Entries on locating named things
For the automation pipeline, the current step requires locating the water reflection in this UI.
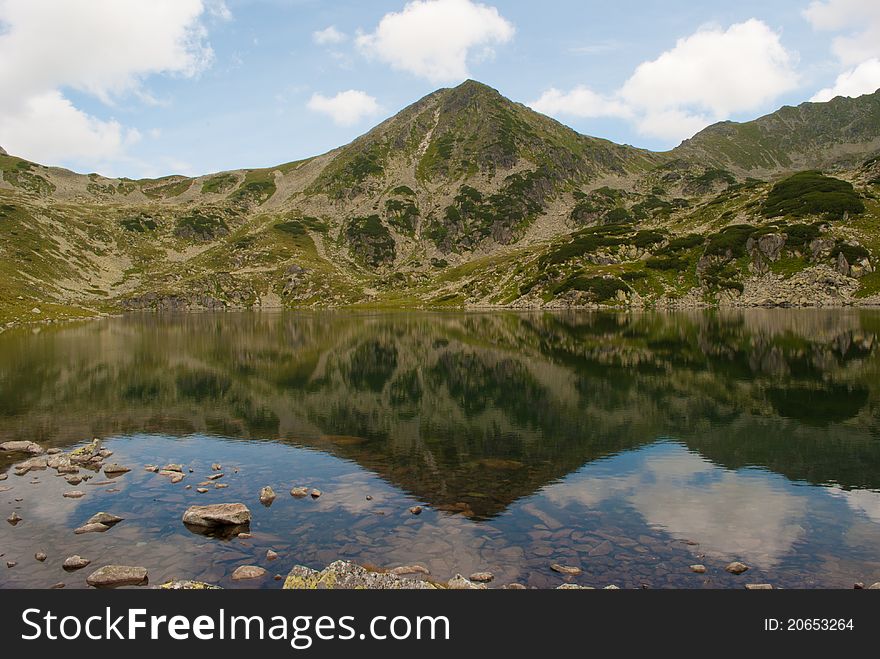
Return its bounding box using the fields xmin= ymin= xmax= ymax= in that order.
xmin=0 ymin=310 xmax=880 ymax=586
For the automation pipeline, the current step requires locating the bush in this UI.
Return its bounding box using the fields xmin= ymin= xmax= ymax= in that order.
xmin=553 ymin=274 xmax=630 ymax=302
xmin=657 ymin=233 xmax=706 ymax=255
xmin=761 ymin=171 xmax=865 ymax=218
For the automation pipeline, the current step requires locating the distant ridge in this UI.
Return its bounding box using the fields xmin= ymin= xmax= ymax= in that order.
xmin=0 ymin=80 xmax=880 ymax=322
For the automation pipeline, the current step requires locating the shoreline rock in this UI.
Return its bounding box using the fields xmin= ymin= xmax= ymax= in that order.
xmin=283 ymin=561 xmax=437 ymax=590
xmin=183 ymin=503 xmax=251 ymax=528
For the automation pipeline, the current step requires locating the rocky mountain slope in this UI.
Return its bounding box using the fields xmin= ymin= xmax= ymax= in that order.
xmin=0 ymin=81 xmax=880 ymax=325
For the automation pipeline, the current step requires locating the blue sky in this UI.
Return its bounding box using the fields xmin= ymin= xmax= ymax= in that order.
xmin=0 ymin=0 xmax=880 ymax=177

● Request: Please copy the items above word for word, from their start through the line that contains "xmin=183 ymin=503 xmax=251 ymax=528", and leave out the pictures.

● Output of the task:
For the automation pipeline, the current step requires locating the water reflection in this UI.
Return its bounding box using the fields xmin= ymin= xmax= ymax= in that order.
xmin=0 ymin=310 xmax=880 ymax=586
For the automation pipeline, the current step requires locating the bush in this UI.
Return its bounding box using the fields xmin= ymin= xmax= ymax= in that order.
xmin=553 ymin=274 xmax=630 ymax=302
xmin=657 ymin=233 xmax=706 ymax=255
xmin=761 ymin=171 xmax=865 ymax=218
For the automation pipeline, the current step requires locating the distant ridge in this UI.
Return its bounding box using the fields xmin= ymin= xmax= ymax= in that order.
xmin=0 ymin=80 xmax=880 ymax=322
For the automation pipeline, the current step requires locating the shoreline rock in this UI.
Return its bounding box using the fields xmin= ymin= xmax= ymax= in that order.
xmin=283 ymin=561 xmax=437 ymax=590
xmin=183 ymin=503 xmax=251 ymax=528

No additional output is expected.